### DOCUMENT EXCERPT
NCERT Solutions for Class 9 Maths Chapter 7 Triangles

NCERT Solutions for Class 9 Maths Chapter 7 Triangles

NCERT Solutions for Class 9 Maths Chapter 7 Triangles Ex 7.1

Ex 7.1 Class 9 Maths Question 1.
In quadrilateral ACBD, AC = AD and AB bisects ∠ A (see figure). Show that ∆ABC ≅ ∆ABD. What can you say about BC and BD?

NCERT Solutions for Class 9 Maths Chapter 7 Triangles Ex 7.1 Q1
Solution:
In quadrilateral ACBD, we have AC = AD and AB being the bisector of ∠A.
Now, In ∆ABC and ∆ABD,
AC = AD (Given)
∠ CAB = ∠ DAB ( AB bisects ∠ CAB)
and AB = AB (Common)
∴ ∆ ABC ≅ ∆ABD (By SAS congruence axiom)

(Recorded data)

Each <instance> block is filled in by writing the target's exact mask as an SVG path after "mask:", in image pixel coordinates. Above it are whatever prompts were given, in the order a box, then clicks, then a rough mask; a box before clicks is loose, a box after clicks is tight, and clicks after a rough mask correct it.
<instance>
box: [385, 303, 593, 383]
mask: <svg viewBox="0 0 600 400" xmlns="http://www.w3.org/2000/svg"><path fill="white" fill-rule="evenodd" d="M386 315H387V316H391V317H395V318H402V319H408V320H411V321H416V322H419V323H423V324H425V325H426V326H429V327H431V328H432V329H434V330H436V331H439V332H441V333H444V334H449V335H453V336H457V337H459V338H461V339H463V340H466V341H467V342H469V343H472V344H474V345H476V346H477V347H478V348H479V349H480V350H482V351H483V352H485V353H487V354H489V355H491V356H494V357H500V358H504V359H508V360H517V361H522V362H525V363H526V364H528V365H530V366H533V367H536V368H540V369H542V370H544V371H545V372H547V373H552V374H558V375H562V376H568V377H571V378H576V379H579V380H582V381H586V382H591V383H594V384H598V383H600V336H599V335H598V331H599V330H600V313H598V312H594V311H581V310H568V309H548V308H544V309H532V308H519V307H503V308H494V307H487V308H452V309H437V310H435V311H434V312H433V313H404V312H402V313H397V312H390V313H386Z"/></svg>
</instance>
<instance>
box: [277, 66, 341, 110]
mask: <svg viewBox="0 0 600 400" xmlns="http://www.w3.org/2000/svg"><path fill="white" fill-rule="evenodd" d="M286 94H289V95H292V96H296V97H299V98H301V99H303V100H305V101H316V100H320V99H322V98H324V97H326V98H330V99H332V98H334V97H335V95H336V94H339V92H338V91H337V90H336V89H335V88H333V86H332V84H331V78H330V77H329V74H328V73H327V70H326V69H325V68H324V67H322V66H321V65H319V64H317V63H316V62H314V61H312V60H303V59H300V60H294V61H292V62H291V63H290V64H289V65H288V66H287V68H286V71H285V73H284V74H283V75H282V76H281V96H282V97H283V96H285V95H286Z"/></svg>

### WHAT TO WORK ON
#1 From the triangles solution, list every justification given in parentheses in the worked proof after "Solution:".
#2 In the triangles solution, change the part that opens with the words containing "Ex 7.1 Class" and closes with "bisects ∠ CAB)", replacing "bisects" with "cuts in half".

### ANSWER SET
#1
- Given
- AB bisects ∠ CAB
- Common
- By SAS congruence axiom

#2
Ex 7.1 Class 9 Maths Question 1.
In quadrilateral ACBD, AC = AD and AB cuts in half ∠ A (see figure). Show that ∆ABC ≅ ∆ABD. What can you say about BC and BD?

NCERT Solutions for Class 9 Maths Chapter 7 Triangles Ex 7.1 Q1
Solution:
In quadrilateral ACBD, we have AC = AD and AB being the bisector of ∠A.
Now, In ∆ABC and ∆ABD,
AC = AD (Given)
∠ CAB = ∠ DAB ( AB cuts in half ∠ CAB)